## Activity
Using the entries below, output exactly the lines from the one containing "For every instance of the overcast" through the final line, both included, and no others.

## Data shown
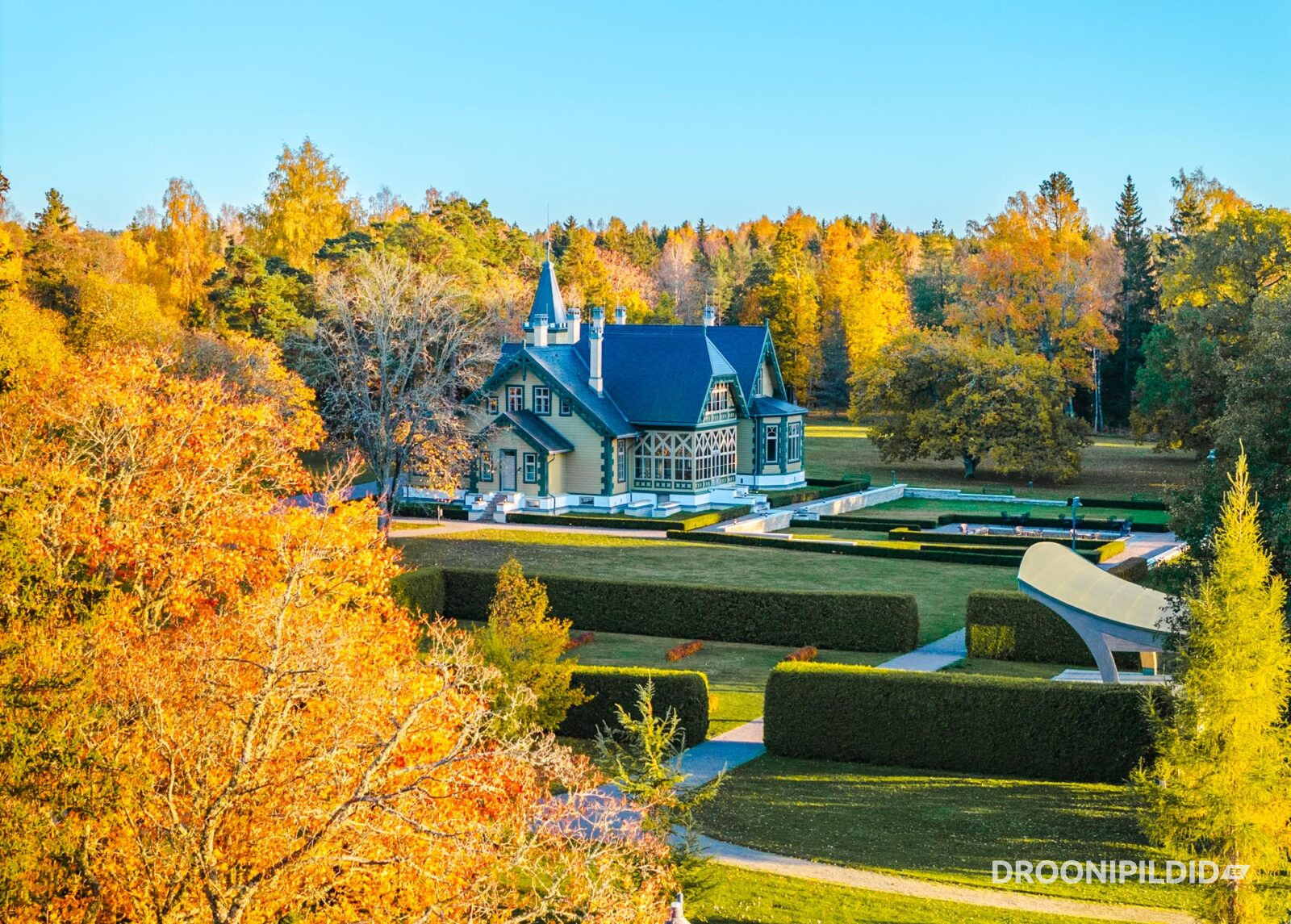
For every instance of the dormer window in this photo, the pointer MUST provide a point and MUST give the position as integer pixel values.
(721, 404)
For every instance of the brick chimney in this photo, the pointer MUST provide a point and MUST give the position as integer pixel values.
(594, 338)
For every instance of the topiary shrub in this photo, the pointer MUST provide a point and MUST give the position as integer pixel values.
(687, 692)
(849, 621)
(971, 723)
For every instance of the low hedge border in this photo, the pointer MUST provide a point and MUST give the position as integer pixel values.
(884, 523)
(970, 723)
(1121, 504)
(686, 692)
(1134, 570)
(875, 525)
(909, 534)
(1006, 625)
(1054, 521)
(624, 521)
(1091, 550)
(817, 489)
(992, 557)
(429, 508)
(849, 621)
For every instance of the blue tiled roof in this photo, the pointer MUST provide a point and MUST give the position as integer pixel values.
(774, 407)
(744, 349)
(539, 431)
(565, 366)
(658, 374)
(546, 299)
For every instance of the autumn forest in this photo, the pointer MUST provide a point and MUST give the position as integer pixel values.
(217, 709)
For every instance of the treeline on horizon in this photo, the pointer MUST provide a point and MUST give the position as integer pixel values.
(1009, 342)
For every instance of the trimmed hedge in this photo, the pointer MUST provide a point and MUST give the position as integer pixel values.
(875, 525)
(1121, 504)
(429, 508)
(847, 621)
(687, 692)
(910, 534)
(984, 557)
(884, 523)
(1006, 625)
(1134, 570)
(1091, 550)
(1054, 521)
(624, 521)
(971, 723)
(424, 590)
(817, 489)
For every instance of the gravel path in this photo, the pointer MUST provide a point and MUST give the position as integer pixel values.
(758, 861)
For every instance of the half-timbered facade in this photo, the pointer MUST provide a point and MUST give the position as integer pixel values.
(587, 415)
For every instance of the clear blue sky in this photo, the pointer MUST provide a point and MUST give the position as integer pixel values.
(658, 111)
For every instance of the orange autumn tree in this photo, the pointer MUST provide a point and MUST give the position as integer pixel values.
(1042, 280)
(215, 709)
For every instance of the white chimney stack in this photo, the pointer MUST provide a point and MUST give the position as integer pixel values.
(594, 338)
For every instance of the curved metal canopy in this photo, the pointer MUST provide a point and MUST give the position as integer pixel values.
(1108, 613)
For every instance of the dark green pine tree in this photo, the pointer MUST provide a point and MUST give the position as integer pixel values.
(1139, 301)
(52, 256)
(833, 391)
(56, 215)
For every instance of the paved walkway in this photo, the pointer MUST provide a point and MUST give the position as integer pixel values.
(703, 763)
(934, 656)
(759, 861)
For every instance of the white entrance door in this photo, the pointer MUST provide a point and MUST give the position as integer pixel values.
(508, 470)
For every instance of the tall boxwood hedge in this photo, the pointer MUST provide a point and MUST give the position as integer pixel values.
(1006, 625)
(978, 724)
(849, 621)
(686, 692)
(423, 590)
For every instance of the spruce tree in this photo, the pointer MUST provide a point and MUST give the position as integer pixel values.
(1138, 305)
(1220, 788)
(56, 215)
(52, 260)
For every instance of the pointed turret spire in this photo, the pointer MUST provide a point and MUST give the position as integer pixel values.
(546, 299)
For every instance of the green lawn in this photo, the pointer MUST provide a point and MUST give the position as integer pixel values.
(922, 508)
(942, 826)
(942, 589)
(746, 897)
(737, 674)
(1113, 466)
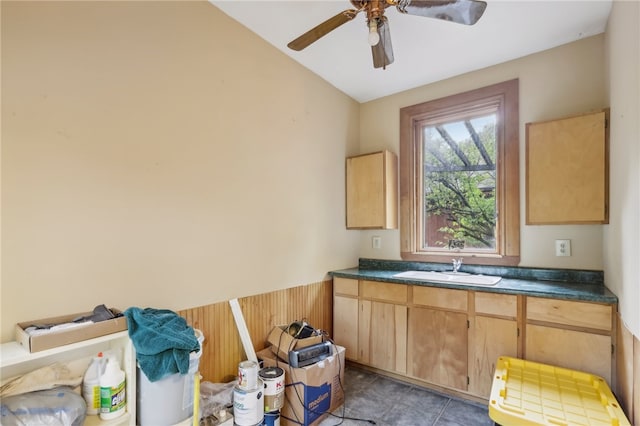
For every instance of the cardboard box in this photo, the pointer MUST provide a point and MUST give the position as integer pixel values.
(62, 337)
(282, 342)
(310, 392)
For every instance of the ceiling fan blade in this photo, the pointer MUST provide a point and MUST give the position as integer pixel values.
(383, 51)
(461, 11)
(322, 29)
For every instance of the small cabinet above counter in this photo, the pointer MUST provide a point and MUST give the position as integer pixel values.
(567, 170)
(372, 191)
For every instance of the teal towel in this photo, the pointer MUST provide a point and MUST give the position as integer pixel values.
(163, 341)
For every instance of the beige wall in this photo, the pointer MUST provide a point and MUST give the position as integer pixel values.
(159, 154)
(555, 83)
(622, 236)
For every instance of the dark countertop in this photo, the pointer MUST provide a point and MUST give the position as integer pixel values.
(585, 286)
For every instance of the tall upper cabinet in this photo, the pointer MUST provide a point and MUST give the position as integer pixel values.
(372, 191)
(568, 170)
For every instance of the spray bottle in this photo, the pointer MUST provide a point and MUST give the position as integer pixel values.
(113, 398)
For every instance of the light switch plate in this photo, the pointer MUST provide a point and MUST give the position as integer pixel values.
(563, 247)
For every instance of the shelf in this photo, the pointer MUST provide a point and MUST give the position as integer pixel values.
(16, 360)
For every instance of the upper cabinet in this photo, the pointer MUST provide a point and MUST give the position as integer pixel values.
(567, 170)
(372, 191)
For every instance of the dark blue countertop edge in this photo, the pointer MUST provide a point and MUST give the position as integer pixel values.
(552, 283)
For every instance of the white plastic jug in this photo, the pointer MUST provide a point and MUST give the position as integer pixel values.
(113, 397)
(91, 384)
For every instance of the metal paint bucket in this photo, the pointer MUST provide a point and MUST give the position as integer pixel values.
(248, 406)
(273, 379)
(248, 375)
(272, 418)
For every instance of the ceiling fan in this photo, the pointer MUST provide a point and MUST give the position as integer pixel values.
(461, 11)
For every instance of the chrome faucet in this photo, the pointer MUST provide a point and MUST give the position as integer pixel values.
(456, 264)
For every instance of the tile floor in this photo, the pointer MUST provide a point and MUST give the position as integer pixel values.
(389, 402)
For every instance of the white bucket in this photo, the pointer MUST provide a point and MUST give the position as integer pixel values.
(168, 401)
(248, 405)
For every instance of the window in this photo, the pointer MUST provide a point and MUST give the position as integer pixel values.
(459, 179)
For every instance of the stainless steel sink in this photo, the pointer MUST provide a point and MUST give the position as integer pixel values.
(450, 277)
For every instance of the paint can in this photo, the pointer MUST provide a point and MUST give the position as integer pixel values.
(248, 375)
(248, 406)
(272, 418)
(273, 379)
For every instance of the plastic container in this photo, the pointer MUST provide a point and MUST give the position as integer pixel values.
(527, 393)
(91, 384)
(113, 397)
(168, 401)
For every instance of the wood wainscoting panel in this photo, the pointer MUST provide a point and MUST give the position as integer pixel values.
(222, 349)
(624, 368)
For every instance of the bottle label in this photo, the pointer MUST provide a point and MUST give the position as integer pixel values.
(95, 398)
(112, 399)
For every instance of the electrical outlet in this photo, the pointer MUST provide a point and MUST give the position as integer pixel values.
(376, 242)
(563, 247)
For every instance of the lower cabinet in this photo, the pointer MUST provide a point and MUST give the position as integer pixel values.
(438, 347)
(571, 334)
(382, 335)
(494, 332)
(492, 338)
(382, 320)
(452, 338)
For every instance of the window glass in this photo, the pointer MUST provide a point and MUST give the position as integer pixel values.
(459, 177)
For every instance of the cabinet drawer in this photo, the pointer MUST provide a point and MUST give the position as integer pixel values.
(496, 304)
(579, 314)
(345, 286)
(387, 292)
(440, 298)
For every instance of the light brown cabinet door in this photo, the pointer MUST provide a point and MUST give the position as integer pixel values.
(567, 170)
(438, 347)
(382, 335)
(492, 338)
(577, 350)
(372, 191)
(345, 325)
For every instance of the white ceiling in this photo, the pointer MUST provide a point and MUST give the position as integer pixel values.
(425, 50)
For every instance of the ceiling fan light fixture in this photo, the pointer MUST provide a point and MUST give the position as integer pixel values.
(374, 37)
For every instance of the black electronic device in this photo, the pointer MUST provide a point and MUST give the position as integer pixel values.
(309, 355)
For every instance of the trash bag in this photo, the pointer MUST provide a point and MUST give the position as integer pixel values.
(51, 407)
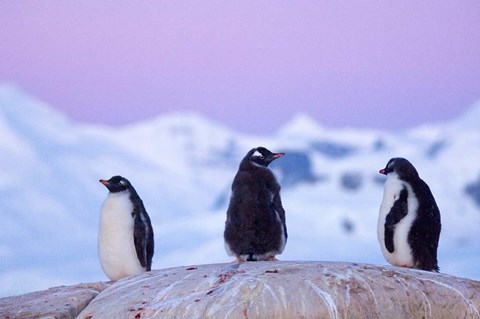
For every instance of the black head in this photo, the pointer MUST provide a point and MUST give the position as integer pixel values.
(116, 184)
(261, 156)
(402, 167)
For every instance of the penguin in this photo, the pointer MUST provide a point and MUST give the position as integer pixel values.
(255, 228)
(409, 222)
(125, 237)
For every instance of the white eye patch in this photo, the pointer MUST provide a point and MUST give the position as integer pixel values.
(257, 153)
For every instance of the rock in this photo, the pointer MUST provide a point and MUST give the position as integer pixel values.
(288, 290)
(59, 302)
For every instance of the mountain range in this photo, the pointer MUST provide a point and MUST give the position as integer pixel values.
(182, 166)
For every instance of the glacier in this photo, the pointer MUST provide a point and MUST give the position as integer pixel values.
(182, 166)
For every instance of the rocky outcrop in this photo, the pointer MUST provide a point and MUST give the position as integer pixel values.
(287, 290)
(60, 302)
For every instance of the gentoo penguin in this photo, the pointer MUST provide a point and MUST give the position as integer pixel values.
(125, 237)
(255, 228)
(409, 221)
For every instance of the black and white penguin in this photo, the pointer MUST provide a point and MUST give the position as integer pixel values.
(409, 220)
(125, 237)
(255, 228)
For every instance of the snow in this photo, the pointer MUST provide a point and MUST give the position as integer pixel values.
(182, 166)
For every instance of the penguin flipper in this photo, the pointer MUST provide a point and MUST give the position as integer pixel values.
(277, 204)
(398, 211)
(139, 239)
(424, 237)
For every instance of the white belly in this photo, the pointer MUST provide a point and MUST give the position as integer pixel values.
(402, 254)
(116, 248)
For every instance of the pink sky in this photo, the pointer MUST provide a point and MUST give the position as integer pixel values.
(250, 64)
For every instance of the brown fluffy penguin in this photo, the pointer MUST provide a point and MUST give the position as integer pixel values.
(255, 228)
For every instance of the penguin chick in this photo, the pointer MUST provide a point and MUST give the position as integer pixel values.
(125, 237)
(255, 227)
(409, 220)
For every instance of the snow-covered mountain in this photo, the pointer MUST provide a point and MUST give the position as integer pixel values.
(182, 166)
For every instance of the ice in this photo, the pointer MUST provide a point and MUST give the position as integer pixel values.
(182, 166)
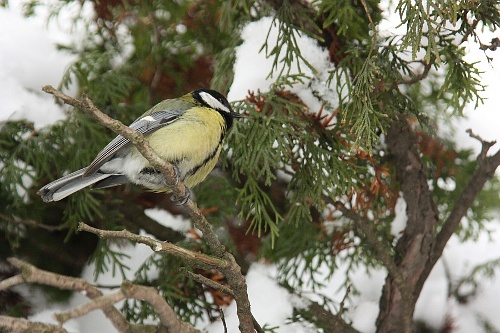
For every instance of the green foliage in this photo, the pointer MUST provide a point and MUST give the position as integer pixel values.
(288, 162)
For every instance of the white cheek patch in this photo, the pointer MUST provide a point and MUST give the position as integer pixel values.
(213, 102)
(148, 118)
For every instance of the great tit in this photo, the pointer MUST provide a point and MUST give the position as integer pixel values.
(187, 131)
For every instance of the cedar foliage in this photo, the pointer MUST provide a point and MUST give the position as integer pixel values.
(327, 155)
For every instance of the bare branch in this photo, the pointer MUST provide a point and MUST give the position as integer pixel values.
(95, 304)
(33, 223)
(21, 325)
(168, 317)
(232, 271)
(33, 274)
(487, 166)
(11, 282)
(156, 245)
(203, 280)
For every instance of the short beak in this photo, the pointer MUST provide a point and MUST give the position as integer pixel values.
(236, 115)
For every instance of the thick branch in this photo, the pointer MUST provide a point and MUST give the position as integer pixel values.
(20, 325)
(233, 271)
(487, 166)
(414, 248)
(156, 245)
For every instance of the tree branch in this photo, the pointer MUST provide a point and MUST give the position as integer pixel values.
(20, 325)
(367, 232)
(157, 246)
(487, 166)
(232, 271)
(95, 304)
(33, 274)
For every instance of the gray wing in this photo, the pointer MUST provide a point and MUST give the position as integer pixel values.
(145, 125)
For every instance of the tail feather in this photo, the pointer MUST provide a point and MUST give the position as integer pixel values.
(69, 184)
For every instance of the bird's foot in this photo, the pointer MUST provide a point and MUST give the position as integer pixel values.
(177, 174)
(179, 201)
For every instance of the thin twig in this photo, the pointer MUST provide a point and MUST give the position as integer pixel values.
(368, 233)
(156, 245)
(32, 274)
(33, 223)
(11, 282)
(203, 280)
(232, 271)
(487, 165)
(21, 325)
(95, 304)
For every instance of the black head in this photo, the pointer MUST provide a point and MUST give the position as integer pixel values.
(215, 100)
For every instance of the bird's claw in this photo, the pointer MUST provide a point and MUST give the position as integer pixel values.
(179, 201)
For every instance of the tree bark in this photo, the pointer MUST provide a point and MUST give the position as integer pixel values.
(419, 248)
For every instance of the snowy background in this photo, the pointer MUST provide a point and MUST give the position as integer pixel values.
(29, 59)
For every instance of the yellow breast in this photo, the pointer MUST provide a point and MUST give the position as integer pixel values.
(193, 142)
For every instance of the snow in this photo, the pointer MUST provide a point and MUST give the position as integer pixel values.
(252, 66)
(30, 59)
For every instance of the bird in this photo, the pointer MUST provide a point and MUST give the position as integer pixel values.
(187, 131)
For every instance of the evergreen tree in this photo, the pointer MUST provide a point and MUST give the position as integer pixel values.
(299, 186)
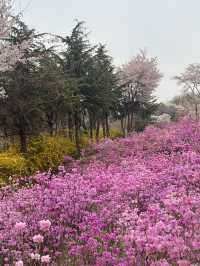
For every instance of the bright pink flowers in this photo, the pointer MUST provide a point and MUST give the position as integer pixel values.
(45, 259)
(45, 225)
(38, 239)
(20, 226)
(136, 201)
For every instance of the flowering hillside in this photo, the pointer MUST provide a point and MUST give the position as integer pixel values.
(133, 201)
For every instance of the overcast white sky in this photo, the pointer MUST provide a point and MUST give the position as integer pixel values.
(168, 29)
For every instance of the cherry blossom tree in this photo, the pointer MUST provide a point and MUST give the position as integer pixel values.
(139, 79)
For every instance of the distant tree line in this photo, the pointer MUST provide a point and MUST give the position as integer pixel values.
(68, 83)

## Response box
For every instance of the overcast white sky in this photo, the pointer MUST provide a point and MUST give the position as integer pixel values.
(168, 29)
For every instance of the cherry blossom tree in this photo, the pointer MUST provide a point and MUST give the position as integer pixel values.
(139, 79)
For every instance of the distant tree line in this photo, the pointer MUST provide a point and MUST give the position as integer pixel values.
(68, 83)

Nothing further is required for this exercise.